## Location labeling records:
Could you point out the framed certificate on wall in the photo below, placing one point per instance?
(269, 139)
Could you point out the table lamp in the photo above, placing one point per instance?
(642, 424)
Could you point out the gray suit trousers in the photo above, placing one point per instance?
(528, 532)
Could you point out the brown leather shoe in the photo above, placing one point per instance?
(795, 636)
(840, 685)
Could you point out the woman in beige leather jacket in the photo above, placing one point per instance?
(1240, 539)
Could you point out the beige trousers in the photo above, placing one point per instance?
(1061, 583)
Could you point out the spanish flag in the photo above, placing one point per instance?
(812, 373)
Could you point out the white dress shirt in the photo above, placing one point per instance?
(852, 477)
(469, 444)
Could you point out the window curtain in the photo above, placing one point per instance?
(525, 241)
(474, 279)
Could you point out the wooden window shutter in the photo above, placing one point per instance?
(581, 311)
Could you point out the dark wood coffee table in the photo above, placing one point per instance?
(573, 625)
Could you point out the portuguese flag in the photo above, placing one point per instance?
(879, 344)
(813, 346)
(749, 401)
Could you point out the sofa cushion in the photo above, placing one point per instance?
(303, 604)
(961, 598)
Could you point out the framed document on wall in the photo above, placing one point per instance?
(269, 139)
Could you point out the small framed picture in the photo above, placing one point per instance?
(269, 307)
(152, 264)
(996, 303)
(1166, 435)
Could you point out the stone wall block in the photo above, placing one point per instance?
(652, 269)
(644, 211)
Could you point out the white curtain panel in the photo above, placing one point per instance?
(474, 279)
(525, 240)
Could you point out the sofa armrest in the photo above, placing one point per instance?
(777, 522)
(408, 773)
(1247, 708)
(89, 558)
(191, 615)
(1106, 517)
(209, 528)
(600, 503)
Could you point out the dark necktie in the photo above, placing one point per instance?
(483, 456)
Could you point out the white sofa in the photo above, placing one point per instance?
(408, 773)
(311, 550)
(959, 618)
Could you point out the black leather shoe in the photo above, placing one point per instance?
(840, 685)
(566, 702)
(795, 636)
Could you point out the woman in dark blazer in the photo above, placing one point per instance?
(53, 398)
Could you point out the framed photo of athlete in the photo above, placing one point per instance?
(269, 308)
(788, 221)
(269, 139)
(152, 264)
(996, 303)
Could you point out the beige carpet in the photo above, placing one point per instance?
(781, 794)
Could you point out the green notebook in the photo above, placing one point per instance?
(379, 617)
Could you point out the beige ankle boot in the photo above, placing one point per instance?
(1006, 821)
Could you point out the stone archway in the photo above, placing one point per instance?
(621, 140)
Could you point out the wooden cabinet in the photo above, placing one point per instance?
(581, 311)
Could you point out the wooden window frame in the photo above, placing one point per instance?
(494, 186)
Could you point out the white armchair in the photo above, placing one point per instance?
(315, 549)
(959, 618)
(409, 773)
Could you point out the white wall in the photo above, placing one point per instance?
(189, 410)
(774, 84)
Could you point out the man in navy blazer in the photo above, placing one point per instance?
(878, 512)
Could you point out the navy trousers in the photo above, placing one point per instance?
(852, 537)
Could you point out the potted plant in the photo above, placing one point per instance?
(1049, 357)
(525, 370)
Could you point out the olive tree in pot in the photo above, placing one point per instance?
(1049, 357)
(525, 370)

## Directions for this task:
Each entry above is to be quoted exactly.

## Result below:
Could you point out the framed certificate on wall in the photo below, placing one point per instance?
(269, 139)
Could you point out the table lamp in the photo above, placing one point per instance?
(642, 424)
Could you point out the gray suit trousers in the photo above, placing one point per instance?
(528, 532)
Could you point out the brown leather shoe in the photo above, placing one point per instance?
(795, 636)
(840, 685)
Could you point out the woman in beige leather jacket in the photo above, placing one point per instance?
(1240, 539)
Could you point out the beige trousers in the photo above, placing one point per instance?
(1061, 583)
Could you point out the spanish flag in the photo above, placing one point per instance?
(812, 373)
Could you point out the white dress shirt in the photo above, placing one point per instance?
(852, 477)
(469, 444)
Could you point out the window curtain in the photo above, placing one point per instance?
(525, 241)
(474, 279)
Could you point out the wooden window shutter in the photo above, placing one point per instance?
(581, 311)
Could you point out the dark wood coffee table in the photo above, placing one point per instance?
(573, 625)
Could you point out the portuguese flag in the photo above, placing one point per instance?
(879, 344)
(813, 346)
(749, 401)
Could you point out the sofa cushion in the photo above, placing one point per instance?
(303, 604)
(961, 598)
Could you point out the framed document on wall in the photo above, placing one point per instance?
(269, 139)
Could you point out the small framed picture in the photo above, placing one point per instance?
(269, 307)
(152, 264)
(996, 303)
(1166, 435)
Could you point out the stone wall block in the photo above, placing one point per instance?
(652, 269)
(644, 211)
Could you point out the white curtain panel in the photo above, placing one point per instance?
(474, 279)
(525, 240)
Could you point out the sofa armrest in the photo above, placing one point per instance?
(777, 522)
(408, 773)
(1247, 708)
(89, 558)
(191, 615)
(1106, 517)
(209, 528)
(600, 503)
Could you point out the dark necktie in the photo above, placing one point per instance?
(483, 456)
Could you point out the white sofa in the photo above, placing one point per instance?
(408, 773)
(311, 550)
(959, 618)
Could you point out the black leather shoe in the photo above, placing one point per instance?
(840, 685)
(566, 702)
(795, 636)
Could you point out the woman in dark blazer in the photo above, placing one point per instance?
(53, 398)
Could you point out the framed photo of athlete in the photo above, placing one point per instance?
(269, 308)
(788, 221)
(269, 139)
(152, 264)
(996, 303)
Could you point out the beige carpet in the photo above, placing one point per instance?
(781, 794)
Could you point out the green notebook in the photo above, placing one point per instance?
(379, 617)
Could you point out the beige ankle boot in the photo above, placing one point per instance?
(1006, 821)
Could you point out the stone archway in the photo above, placing one point per instance?
(621, 140)
Could you point out the wooden cabinet in the photo above, placing one point per instance?
(581, 311)
Could you point out the wooden window frame in the photo above, placing one point per instance?
(494, 186)
Could you point out the white armchair in the photo above, placing one point per instance?
(315, 549)
(959, 618)
(409, 773)
Could you point out the white wall in the photo above, placing one point per instance?
(189, 410)
(774, 84)
Could you point out the man in navy blazer in the photo above, placing one point per instance?
(878, 512)
Could you point out the navy trousers in the photo above, placing one point per instance?
(852, 537)
Could you point out the potted plant in the photo above, placing one point per instance?
(1049, 357)
(525, 370)
Could you point out the olive tree in pot in the photo above, placing one point per instance?
(1049, 357)
(525, 370)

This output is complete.